## WHAT YOU SHOULD DO
Quote each record exactly, please, leaving none out.

>> BEGIN

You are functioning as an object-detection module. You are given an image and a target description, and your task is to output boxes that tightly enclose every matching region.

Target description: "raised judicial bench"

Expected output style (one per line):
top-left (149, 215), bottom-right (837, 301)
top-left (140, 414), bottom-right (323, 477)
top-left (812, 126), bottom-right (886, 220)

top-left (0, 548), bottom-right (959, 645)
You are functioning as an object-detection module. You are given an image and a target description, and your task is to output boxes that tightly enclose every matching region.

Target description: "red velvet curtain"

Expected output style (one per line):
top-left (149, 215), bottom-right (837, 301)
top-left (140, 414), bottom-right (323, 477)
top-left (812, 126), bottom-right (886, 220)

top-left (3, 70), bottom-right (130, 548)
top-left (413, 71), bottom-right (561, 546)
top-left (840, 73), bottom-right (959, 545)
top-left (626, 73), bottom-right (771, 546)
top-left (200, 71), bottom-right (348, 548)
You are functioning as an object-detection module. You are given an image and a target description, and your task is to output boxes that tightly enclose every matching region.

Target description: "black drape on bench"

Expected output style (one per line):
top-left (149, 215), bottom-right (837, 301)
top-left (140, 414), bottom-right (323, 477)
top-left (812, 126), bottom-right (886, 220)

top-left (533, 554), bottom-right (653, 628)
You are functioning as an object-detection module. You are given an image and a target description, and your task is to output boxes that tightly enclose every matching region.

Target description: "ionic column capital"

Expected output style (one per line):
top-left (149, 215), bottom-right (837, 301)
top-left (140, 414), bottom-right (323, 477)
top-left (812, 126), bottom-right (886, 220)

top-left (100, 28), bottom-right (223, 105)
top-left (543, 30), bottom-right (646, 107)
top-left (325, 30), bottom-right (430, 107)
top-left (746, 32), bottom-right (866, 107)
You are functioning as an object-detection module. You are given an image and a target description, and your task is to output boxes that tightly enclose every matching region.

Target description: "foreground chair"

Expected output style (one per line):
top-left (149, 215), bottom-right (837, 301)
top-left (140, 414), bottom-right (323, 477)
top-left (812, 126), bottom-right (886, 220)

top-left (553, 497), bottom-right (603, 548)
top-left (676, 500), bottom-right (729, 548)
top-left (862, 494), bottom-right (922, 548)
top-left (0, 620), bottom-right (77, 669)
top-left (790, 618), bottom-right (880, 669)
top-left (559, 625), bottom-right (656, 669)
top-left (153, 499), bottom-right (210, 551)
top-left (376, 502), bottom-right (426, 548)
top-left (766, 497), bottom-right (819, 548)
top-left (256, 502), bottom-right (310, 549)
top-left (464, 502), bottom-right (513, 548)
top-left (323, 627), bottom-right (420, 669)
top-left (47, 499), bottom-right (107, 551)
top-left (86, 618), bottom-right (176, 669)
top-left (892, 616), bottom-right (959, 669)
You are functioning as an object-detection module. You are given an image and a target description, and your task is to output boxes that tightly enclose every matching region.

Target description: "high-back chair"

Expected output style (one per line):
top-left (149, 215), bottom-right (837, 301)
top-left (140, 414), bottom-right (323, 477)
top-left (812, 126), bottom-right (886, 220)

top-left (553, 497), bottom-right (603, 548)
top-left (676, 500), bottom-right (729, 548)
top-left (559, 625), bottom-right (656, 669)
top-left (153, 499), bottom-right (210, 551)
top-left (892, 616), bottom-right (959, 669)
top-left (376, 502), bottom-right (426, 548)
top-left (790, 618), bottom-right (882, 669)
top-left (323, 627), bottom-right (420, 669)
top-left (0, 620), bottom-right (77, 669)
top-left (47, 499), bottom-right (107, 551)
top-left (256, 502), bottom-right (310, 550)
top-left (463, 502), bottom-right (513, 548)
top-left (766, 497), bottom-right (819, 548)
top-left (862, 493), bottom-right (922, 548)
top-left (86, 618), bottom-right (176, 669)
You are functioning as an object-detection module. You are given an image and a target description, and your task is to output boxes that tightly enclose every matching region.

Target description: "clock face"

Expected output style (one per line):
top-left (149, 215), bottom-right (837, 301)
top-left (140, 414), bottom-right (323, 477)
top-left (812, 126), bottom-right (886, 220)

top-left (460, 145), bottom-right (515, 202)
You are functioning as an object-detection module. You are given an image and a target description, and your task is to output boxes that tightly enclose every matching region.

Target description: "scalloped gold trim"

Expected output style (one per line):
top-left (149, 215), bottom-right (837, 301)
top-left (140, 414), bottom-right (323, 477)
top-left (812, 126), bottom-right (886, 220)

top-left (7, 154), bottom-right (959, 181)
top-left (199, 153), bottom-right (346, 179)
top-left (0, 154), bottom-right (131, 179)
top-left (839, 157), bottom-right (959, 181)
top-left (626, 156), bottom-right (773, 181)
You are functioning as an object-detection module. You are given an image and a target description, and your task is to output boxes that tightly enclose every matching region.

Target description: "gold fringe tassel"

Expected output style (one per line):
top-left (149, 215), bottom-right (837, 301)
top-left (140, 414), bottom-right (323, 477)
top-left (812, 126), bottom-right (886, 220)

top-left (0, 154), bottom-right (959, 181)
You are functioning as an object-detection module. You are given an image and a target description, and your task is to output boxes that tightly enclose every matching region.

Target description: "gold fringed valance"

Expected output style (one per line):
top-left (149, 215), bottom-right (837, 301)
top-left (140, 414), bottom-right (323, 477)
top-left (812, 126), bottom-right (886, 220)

>> END

## THE SOLUTION
You are functioning as an object-detection module. You are given an image and a target description, and your task is to output boxes that tightly enclose every matching region.

Target description: "raised judicial bench"

Expected output style (one per line):
top-left (149, 215), bottom-right (837, 301)
top-left (140, 414), bottom-right (323, 477)
top-left (812, 126), bottom-right (886, 220)

top-left (0, 548), bottom-right (959, 645)
You are functioning as an object-detection module. You are given an image and a target description, and your task is to output boxes that tightly enclose every matching region.

Target description: "red velvet curtain"

Expected output style (one per line):
top-left (149, 215), bottom-right (837, 301)
top-left (140, 414), bottom-right (323, 477)
top-left (812, 126), bottom-right (886, 220)

top-left (3, 70), bottom-right (130, 548)
top-left (413, 71), bottom-right (561, 546)
top-left (840, 73), bottom-right (959, 545)
top-left (626, 73), bottom-right (771, 546)
top-left (200, 71), bottom-right (348, 548)
You are functioning as an object-detection module. You are given an image and a target description, and your task is to output boxes that tightly enclose every matching region.

Target description: "black drape on bench"

Expected output style (one per line):
top-left (149, 215), bottom-right (837, 301)
top-left (140, 414), bottom-right (323, 477)
top-left (812, 126), bottom-right (886, 220)

top-left (533, 554), bottom-right (653, 628)
You are functioning as an object-detection module. You are given an image and a target description, and your task is to output boxes that tightly enclose every matching region.

Target description: "ionic column capital"

Expected output style (one per line):
top-left (149, 215), bottom-right (837, 301)
top-left (140, 414), bottom-right (323, 477)
top-left (812, 126), bottom-right (886, 220)

top-left (100, 28), bottom-right (223, 105)
top-left (543, 30), bottom-right (646, 107)
top-left (325, 30), bottom-right (430, 107)
top-left (746, 32), bottom-right (866, 107)
You are functioning as an object-detection module. You are given an image and a target description, and your task is to output boxes that tightly enclose every matching region.

Target description: "foreground chair"

Expected output style (one per line):
top-left (149, 215), bottom-right (837, 301)
top-left (140, 414), bottom-right (323, 477)
top-left (812, 126), bottom-right (886, 220)

top-left (553, 497), bottom-right (603, 548)
top-left (676, 500), bottom-right (729, 548)
top-left (862, 494), bottom-right (922, 548)
top-left (0, 620), bottom-right (77, 669)
top-left (790, 618), bottom-right (880, 669)
top-left (559, 625), bottom-right (656, 669)
top-left (153, 499), bottom-right (210, 551)
top-left (376, 502), bottom-right (426, 548)
top-left (766, 497), bottom-right (819, 548)
top-left (256, 502), bottom-right (310, 549)
top-left (464, 502), bottom-right (513, 548)
top-left (323, 627), bottom-right (420, 669)
top-left (47, 499), bottom-right (107, 551)
top-left (86, 618), bottom-right (176, 669)
top-left (892, 616), bottom-right (959, 669)
You are functioning as an object-detection module. You are given an image and a target description, and your task is to output boxes that tightly enclose every matching region.

Target description: "high-back chair"

Expected output style (one per line):
top-left (149, 215), bottom-right (837, 301)
top-left (140, 414), bottom-right (323, 477)
top-left (812, 126), bottom-right (886, 220)

top-left (553, 497), bottom-right (603, 548)
top-left (676, 500), bottom-right (729, 548)
top-left (559, 625), bottom-right (656, 669)
top-left (153, 499), bottom-right (210, 551)
top-left (892, 616), bottom-right (959, 669)
top-left (376, 502), bottom-right (426, 548)
top-left (790, 618), bottom-right (882, 669)
top-left (323, 627), bottom-right (420, 669)
top-left (0, 620), bottom-right (77, 669)
top-left (47, 499), bottom-right (107, 551)
top-left (256, 502), bottom-right (310, 550)
top-left (463, 502), bottom-right (513, 548)
top-left (766, 497), bottom-right (819, 548)
top-left (862, 493), bottom-right (922, 548)
top-left (86, 618), bottom-right (176, 669)
You are functioning as an object-detection module. You are given an image and a target description, and your task is to output boxes that tightly enclose every matching region.

Target description: "clock face"

Expected output style (one per line):
top-left (149, 215), bottom-right (837, 301)
top-left (140, 414), bottom-right (323, 477)
top-left (812, 126), bottom-right (886, 220)

top-left (460, 145), bottom-right (515, 202)
You are functioning as an object-detection module. You are given an image and a target description, and your task is to output boxes that tightly enclose every matching region.

Target description: "scalloped gold trim"

Expected output style (one per line):
top-left (149, 215), bottom-right (837, 301)
top-left (140, 414), bottom-right (323, 477)
top-left (812, 126), bottom-right (886, 220)

top-left (7, 154), bottom-right (959, 181)
top-left (199, 153), bottom-right (346, 179)
top-left (0, 154), bottom-right (131, 179)
top-left (839, 157), bottom-right (959, 181)
top-left (626, 156), bottom-right (773, 181)
You are functioning as an object-detection module. You are given an image and a target description, and your task is to output boxes that tightly enclose every matching region.

Target description: "gold fringe tassel"

Expected output style (one per line):
top-left (149, 215), bottom-right (837, 301)
top-left (140, 414), bottom-right (323, 477)
top-left (812, 126), bottom-right (886, 220)

top-left (0, 154), bottom-right (959, 181)
You are functioning as an object-detection module. You are given an image and a target description, and your task is to output boxes that tightly enclose every matching region.

Target description: "gold fringed valance"

Expected output style (one per line):
top-left (149, 215), bottom-right (837, 301)
top-left (140, 414), bottom-right (323, 477)
top-left (812, 126), bottom-right (886, 220)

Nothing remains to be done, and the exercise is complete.